● PROBLEM 1:
In the excerpt on the Ishige okamurae extract, what percentage of the IOC was sulfated polysaccharides?
● PROBLEM 2:
Copy out the excerpt on the Ishige okamurae extract word for word. Begin at the words "Antioxidants 2022, 11(12), 2442;" and stop after "Antioxidants and Cosmetics)".

● DOCUMENT EXTRACT:
Segment Open
Antioxidants 2022, 11(12), 2442; https://doi.org/10.3390/antiox11122442
Submission received: 16 November 2022 / Revised: 7 December 2022 / Accepted: 8 December 2022 / Published: 10 December 2022
(This article belongs to the Special Issue Dietary Antioxidants and Cosmetics)
Browse Figures
Versions Notes

Abstract

:
Sulfated polysaccharides extracted from brown algae are unique algal polysaccharides and potential ingredients in the cosmeceutical, functional food, and pharmaceutical industries. Therefore, the present study evaluated the cosmeceutical effects, including antioxidant, anti-wrinkle, anti-inflammation, and photoprotective activities, of Ishige okamurae Celluclast extract (IOC). The IOC was abundant in sulfated polysaccharides (48.47%), polysaccharides (44.33%), and fucose (43.50%). Moreover, the IOC effectively scavenged free radicals, and its anti-inflammatory properties were confirmed in lipopolysaccharide-induced RAW 264.7 macrophages; therefore, the IOC may produce auxiliary effects by inhibiting reactive oxygen species (ROS). In vitro (Vero cells) and in vivo (zebrafish) studies further confirmed that the IOC produced a protective effect against hydrogen-peroxide-induced oxidative stress in a dose-dependent manner. In addition, the IOC suppressed intracellular ROS and apoptosis and enhanced HO-1 and SOD-1 expression through transcriptional activation of Nrf2 and downregulation of Keap1 in HaCaT cells. Furthermore, the IOC exhibited a potent protective effect against ultraviolet-B-induced skin damage and photoaging. In conclusion, the IOC possesses antioxidant, anti-inflammatory, and photoprotective activities, and can, therefore, be utilized in the cosmeceutical and functional food industries.

Graphical Abstract

1. Introduction

Reactive oxygen species (ROS), which are present in various forms, are physiological metabolites generated through oxygen metabolism under normal physiological conditions. Various factors, including ultraviolet-B (UVB) radiation, heavy metal ions, drugs, pollutants, and fine dust particles, promote ROS production [1,2,3]. However, ROS overproduction can interfere with the mitochondrial membrane potential and disrupt the cellular redox balance, resulting in the induction of oxidative stress and development of numerous diseases, including neurological disorders, cardiovascular disease, digestive diseases, and certain cancers [4,5]. As the skin is inevitably exposed to UVB rays in daily life, this can lead to oxidative damage of the skin tissues and cells. Excessive ROS accumulation leads to photoaging and inflammation of the human skin, eventually resulting in dermal malignancies [6,7]. Moreover, some cosmetics containing specific chemicals, such as heavy metals, steroids, hydroquinones, and nitrosamines, albeit effective in the short-term, can harm human health in the long-term [8]. Therefore, eco-friendly cosmetics containing natural ingredients must be developed. In recent years, cosmetic products with non-toxic and highly bioactive natural ingredients have attracted increasing research attention.
Segment Closed
● DATA SHOWN:
Segment Open
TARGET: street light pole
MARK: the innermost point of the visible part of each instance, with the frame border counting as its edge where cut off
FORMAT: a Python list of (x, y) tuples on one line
Segment Closed
● WRITTEN SOLUTION 1:
48.47%

● WRITTEN SOLUTION 2:
Antioxidants 2022, 11(12), 2442; https://doi.org/10.3390/antiox11122442
Submission received: 16 November 2022 / Revised: 7 December 2022 / Accepted: 8 December 2022 / Published: 10 December 2022
(This article belongs to the Special Issue Dietary Antioxidants and Cosmetics)